[Source records]
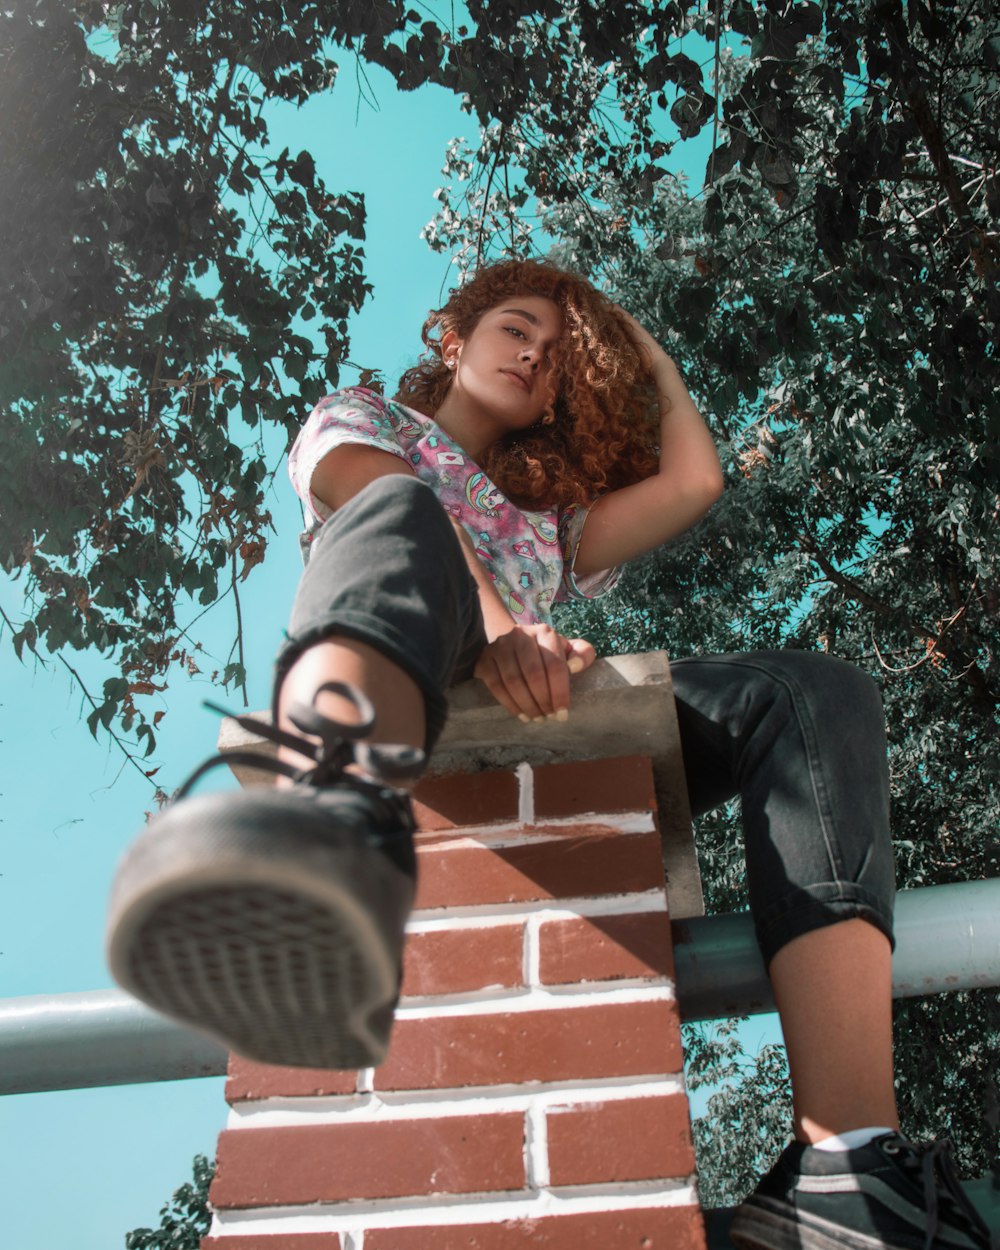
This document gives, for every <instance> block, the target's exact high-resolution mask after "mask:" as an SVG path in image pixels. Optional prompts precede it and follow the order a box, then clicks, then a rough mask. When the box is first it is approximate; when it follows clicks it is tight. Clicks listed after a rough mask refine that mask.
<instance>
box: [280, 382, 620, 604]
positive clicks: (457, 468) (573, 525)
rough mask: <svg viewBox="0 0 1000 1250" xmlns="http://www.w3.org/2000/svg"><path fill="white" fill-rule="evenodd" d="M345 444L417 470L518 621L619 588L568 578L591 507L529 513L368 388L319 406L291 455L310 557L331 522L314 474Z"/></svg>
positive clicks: (434, 437)
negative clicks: (454, 519) (398, 461)
mask: <svg viewBox="0 0 1000 1250" xmlns="http://www.w3.org/2000/svg"><path fill="white" fill-rule="evenodd" d="M345 442H352V444H362V445H364V444H367V445H370V446H374V447H377V449H379V450H381V451H385V452H387V454H391V455H396V456H399V457H400V459H402V461H404V462H405V464H407V465H410V466H411V467H412V469H414V472H415V475H416V477H417V479H419V480H420V481H424V482H425V484H426V485H429V486H430V487H431V489H432V490H434V492H435V495H436V497H437V500H439V502H440V504H441V506H442V507H444V509H445V511H446V512H447V514H449V515H450V516H451V517H454V519H455V520H456V521H457V522H459V524H460V525H461V526H462V529H464V530H465V532H466V534H467V535H469V537H470V539H471V541H472V546H474V547H475V549H476V554H477V557H479V560H480V561H481V564H482V566H484V569H485V570H486V572H487V575H489V576H490V579H491V581H492V582H494V585H495V586H496V591H497V594H499V595H500V597H501V600H502V601H504V604H505V605H506V607H507V610H509V611H510V614H511V616H514V617H515V619H516V620H517V621H519V622H524V624H529V622H532V621H546V622H549V621H550V620H551V607H552V604H554V602H556V601H562V600H571V599H590V597H594V596H595V595H600V594H604V592H605V591H607V590H610V589H611V587H612V586H614V585H615V582H616V580H617V572H616V570H610V571H609V572H606V574H599V575H594V576H592V577H587V579H584V582H582V584H580V582H577V580H576V579H575V577H574V576H572V574H571V572H570V570H571V567H572V560H574V557H575V554H576V549H577V546H579V542H580V535H581V532H582V527H584V522H585V520H586V512H587V506H586V505H584V504H576V505H570V506H569V507H564V509H560V510H555V509H552V510H551V511H549V510H539V511H522V510H521V509H520V507H519V506H517V505H516V504H514V502H511V501H510V500H509V499H507V497H506V496H505V495H504V492H502V491H501V490H500V489H499V487H497V486H496V484H495V482H492V481H491V480H490V477H489V476H487V475H486V474H485V472H484V471H482V470H481V469H480V467H479V465H477V464H475V461H472V460H470V459H469V456H466V455H465V454H464V452H462V449H461V447H460V446H459V445H457V444H456V442H455V440H454V439H451V437H450V436H449V435H447V434H446V432H445V431H444V430H441V427H440V426H439V425H436V424H435V421H434V420H432V419H431V417H429V416H425V415H424V414H422V412H417V411H416V410H415V409H407V407H404V405H402V404H399V402H396V401H395V400H386V399H384V397H382V396H381V395H375V394H374V392H371V391H367V390H365V389H362V387H347V389H345V390H341V391H339V392H336V394H334V395H327V396H325V397H324V399H321V400H320V401H319V404H317V405H316V407H315V409H314V410H312V414H311V415H310V417H309V420H307V421H306V422H305V425H304V427H302V430H301V431H300V434H299V437H297V439H296V441H295V445H294V447H292V450H291V454H290V456H289V472H290V475H291V479H292V482H294V484H295V489H296V491H297V494H299V496H300V497H301V500H302V505H304V512H305V524H306V530H305V534H304V535H302V542H304V546H302V551H304V555H305V557H306V559H307V546H309V542H310V541H311V540H312V537H315V536H316V534H319V531H320V527H321V526H322V524H324V522H325V521H326V519H327V517H329V515H330V512H329V509H326V507H325V505H324V504H322V501H321V500H317V499H316V497H315V496H314V495H312V494H311V489H310V486H311V480H312V474H314V471H315V467H316V466H317V465H319V464H320V461H321V460H322V459H324V456H326V455H327V454H329V452H330V451H332V450H334V449H335V447H337V446H340V445H341V444H345Z"/></svg>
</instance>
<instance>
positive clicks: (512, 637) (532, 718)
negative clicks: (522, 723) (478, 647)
mask: <svg viewBox="0 0 1000 1250" xmlns="http://www.w3.org/2000/svg"><path fill="white" fill-rule="evenodd" d="M595 657H596V652H595V650H594V647H592V646H591V645H590V642H587V641H586V640H585V639H565V637H562V636H561V635H560V634H557V632H556V631H555V630H554V629H551V626H549V625H521V626H517V627H516V629H512V630H511V631H510V632H507V634H504V635H501V636H500V637H497V639H495V640H494V641H492V642H490V645H489V646H487V647H485V649H484V651H482V654H481V655H480V659H479V662H477V664H476V670H475V675H476V676H477V677H479V679H480V680H481V681H482V682H484V684H485V685H486V686H487V689H489V690H490V692H491V694H492V695H494V697H495V699H496V701H497V702H499V704H501V706H504V707H505V709H506V710H507V711H509V712H510V714H511V715H515V716H520V717H522V719H527V720H540V719H541V717H544V716H556V717H560V719H565V716H566V715H567V714H569V702H570V674H571V672H574V671H582V670H584V669H586V667H590V665H591V664H592V662H594V660H595Z"/></svg>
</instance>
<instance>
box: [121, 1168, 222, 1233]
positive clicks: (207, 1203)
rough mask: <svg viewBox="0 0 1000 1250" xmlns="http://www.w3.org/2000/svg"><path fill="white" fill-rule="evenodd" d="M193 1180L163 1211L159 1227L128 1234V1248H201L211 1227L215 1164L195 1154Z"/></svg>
mask: <svg viewBox="0 0 1000 1250" xmlns="http://www.w3.org/2000/svg"><path fill="white" fill-rule="evenodd" d="M192 1169H194V1179H192V1180H190V1181H185V1183H184V1185H181V1186H180V1189H176V1190H174V1196H173V1198H171V1199H170V1201H169V1203H168V1204H166V1205H165V1206H164V1208H163V1209H161V1210H160V1226H159V1228H158V1229H133V1231H131V1233H126V1234H125V1250H199V1246H200V1245H201V1239H202V1238H204V1236H206V1235H207V1233H209V1228H210V1226H211V1209H210V1208H209V1186H210V1185H211V1178H212V1175H214V1173H215V1164H211V1163H209V1160H207V1159H206V1158H205V1156H204V1155H195V1158H194V1163H192Z"/></svg>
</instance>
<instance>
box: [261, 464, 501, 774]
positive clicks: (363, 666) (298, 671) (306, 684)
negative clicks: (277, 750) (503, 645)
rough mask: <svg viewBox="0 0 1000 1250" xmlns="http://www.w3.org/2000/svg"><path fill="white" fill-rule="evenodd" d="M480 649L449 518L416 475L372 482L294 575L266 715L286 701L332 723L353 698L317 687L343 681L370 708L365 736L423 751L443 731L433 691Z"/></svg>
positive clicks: (334, 522) (363, 491)
mask: <svg viewBox="0 0 1000 1250" xmlns="http://www.w3.org/2000/svg"><path fill="white" fill-rule="evenodd" d="M485 645H486V639H485V634H484V632H482V624H481V614H480V607H479V596H477V592H476V587H475V584H474V582H472V579H471V576H470V574H469V569H467V566H466V564H465V557H464V555H462V552H461V547H460V544H459V541H457V537H456V535H455V532H454V529H452V526H451V522H450V520H449V519H447V516H446V515H445V512H444V510H442V509H441V506H440V504H439V502H437V500H436V497H435V496H434V495H432V492H431V491H430V489H429V487H427V486H426V485H424V484H422V482H420V481H417V480H415V479H412V477H406V476H399V475H392V476H386V477H379V479H376V480H374V481H372V482H370V484H369V485H367V486H365V487H364V489H362V490H361V491H359V494H356V495H355V496H354V497H352V499H350V500H349V501H347V502H346V504H344V505H342V506H341V507H340V509H339V510H337V511H336V512H335V514H334V516H332V517H331V519H330V520H329V521H327V522H326V525H325V526H324V529H322V530H321V532H320V535H319V536H317V539H316V541H315V542H314V545H312V552H311V556H310V560H309V564H307V565H306V569H305V572H304V575H302V580H301V584H300V586H299V591H297V594H296V600H295V605H294V607H292V614H291V622H290V625H289V632H287V641H286V644H285V646H284V647H282V651H281V654H280V655H279V660H277V675H276V682H275V712H276V719H277V722H279V724H280V725H281V727H284V729H291V727H294V726H291V724H290V721H289V715H287V714H289V709H290V707H291V705H292V704H295V702H299V704H306V705H310V704H312V701H314V699H316V709H317V710H319V711H320V712H324V714H326V715H329V716H331V717H334V719H336V720H341V721H352V720H355V719H356V715H357V714H356V709H355V707H354V705H352V704H351V702H350V701H349V700H346V699H344V697H342V696H341V695H337V694H335V692H332V691H329V690H327V691H321V692H320V694H319V695H316V691H319V690H320V687H321V686H324V685H325V684H326V682H330V681H347V682H351V684H352V685H355V686H357V687H359V689H360V690H362V691H364V692H365V694H366V695H367V697H369V699H370V700H371V701H372V704H374V705H375V730H374V732H372V734H371V735H370V740H371V741H375V742H404V744H407V745H414V746H422V747H425V749H427V750H430V747H431V746H432V745H434V741H436V739H437V735H439V734H440V731H441V727H442V726H444V719H445V714H446V702H445V696H444V691H445V690H446V687H447V686H449V685H450V684H451V681H454V680H456V679H459V680H460V679H462V677H465V676H470V675H471V670H472V665H474V664H475V660H476V657H477V656H479V652H480V651H481V649H482V647H484V646H485Z"/></svg>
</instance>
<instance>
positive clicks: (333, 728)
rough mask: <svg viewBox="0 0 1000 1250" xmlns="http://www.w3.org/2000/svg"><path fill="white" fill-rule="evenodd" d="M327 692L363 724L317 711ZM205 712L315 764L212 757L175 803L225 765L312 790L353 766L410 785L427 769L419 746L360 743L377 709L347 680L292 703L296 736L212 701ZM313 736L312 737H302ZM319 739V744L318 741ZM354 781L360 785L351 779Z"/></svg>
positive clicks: (370, 775)
mask: <svg viewBox="0 0 1000 1250" xmlns="http://www.w3.org/2000/svg"><path fill="white" fill-rule="evenodd" d="M325 690H330V691H332V692H334V694H339V695H342V696H344V697H345V699H347V700H349V701H350V702H352V704H354V706H355V707H356V709H357V714H359V719H357V720H356V721H355V722H352V724H346V722H344V721H339V720H335V719H334V717H332V716H326V715H325V714H322V712H319V711H316V707H315V702H316V697H317V696H319V695H320V694H322V692H324V691H325ZM205 706H206V707H210V709H211V710H212V711H216V712H219V714H220V715H222V716H230V717H231V719H232V720H235V722H236V724H237V725H239V726H240V727H241V729H245V730H247V731H249V732H251V734H256V735H257V736H259V737H264V739H266V740H267V741H269V742H274V744H275V745H276V746H285V747H289V749H290V750H292V751H297V752H299V754H300V755H304V756H305V758H306V759H310V760H312V764H310V765H307V766H306V768H295V765H294V764H289V763H287V760H279V759H276V758H274V756H270V755H261V754H259V752H257V751H249V750H235V751H225V752H219V754H216V755H212V756H211V758H210V759H207V760H205V763H204V764H201V765H200V766H199V768H196V769H195V771H194V773H192V774H191V775H190V776H189V778H187V780H186V781H185V783H184V785H183V786H181V788H180V789H179V790H178V793H176V798H178V799H183V798H184V796H185V795H186V794H187V793H189V791H190V790H191V789H192V788H194V785H195V784H196V783H197V781H200V779H201V778H202V776H204V775H205V774H206V773H209V771H210V770H211V769H214V768H217V766H219V765H221V764H227V765H230V766H231V765H234V764H239V765H244V766H246V768H254V769H260V770H261V771H264V773H274V774H275V775H276V776H284V778H290V779H291V780H292V781H301V783H305V784H307V785H316V786H321V785H329V784H330V783H331V781H336V780H339V779H340V778H342V776H344V773H345V769H346V766H347V765H349V764H354V765H357V768H360V769H361V771H362V773H365V774H367V776H370V778H371V779H374V780H375V781H376V783H377V784H381V785H390V786H391V785H392V783H394V781H402V780H410V779H412V778H417V776H420V774H421V773H422V770H424V764H425V761H426V756H425V754H424V751H421V750H420V749H419V747H416V746H405V745H402V744H395V742H366V741H362V739H364V737H365V736H366V735H367V734H370V732H371V730H372V729H374V727H375V709H374V706H372V704H371V700H370V699H369V697H367V695H365V694H364V691H361V690H359V689H357V686H354V685H351V684H350V682H347V681H326V682H324V685H321V686H320V687H319V689H317V690H316V694H315V695H314V696H312V705H307V704H302V702H294V704H291V706H290V707H289V709H287V719H289V720H290V721H291V722H292V725H295V727H296V729H299V730H301V735H300V734H292V732H290V731H289V730H286V729H279V727H277V726H276V725H271V724H270V722H269V721H265V720H259V719H257V717H256V716H237V715H232V714H231V712H230V711H227V710H226V709H225V707H220V706H219V705H217V704H214V702H207V701H206V704H205ZM305 734H309V735H311V736H310V737H305V736H302V735H305ZM314 739H319V741H314ZM351 780H359V781H360V780H361V779H356V778H354V776H351Z"/></svg>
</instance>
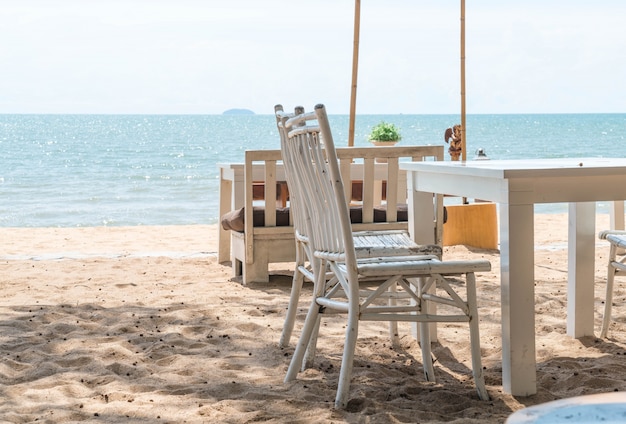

> **Exercise**: An exact printout of the entries is wanted, covering the first line through the line holding "positive clicks: (457, 468) (573, 525)", with pictures kept out of it.

> **Problem solution**:
This document gives, for every <instance> block, the target's exact high-resolution mask after "mask:" as an SVG path in image pixels. Optional prompts precede it and follow the order a box, then clicks, then a rough mask. When the box is first it is approximate; when it follows clicks it is tight. Clicks listed after a rough mask refine that mask.
<instance>
box: [280, 382, 620, 604]
positive clicks: (457, 468) (573, 525)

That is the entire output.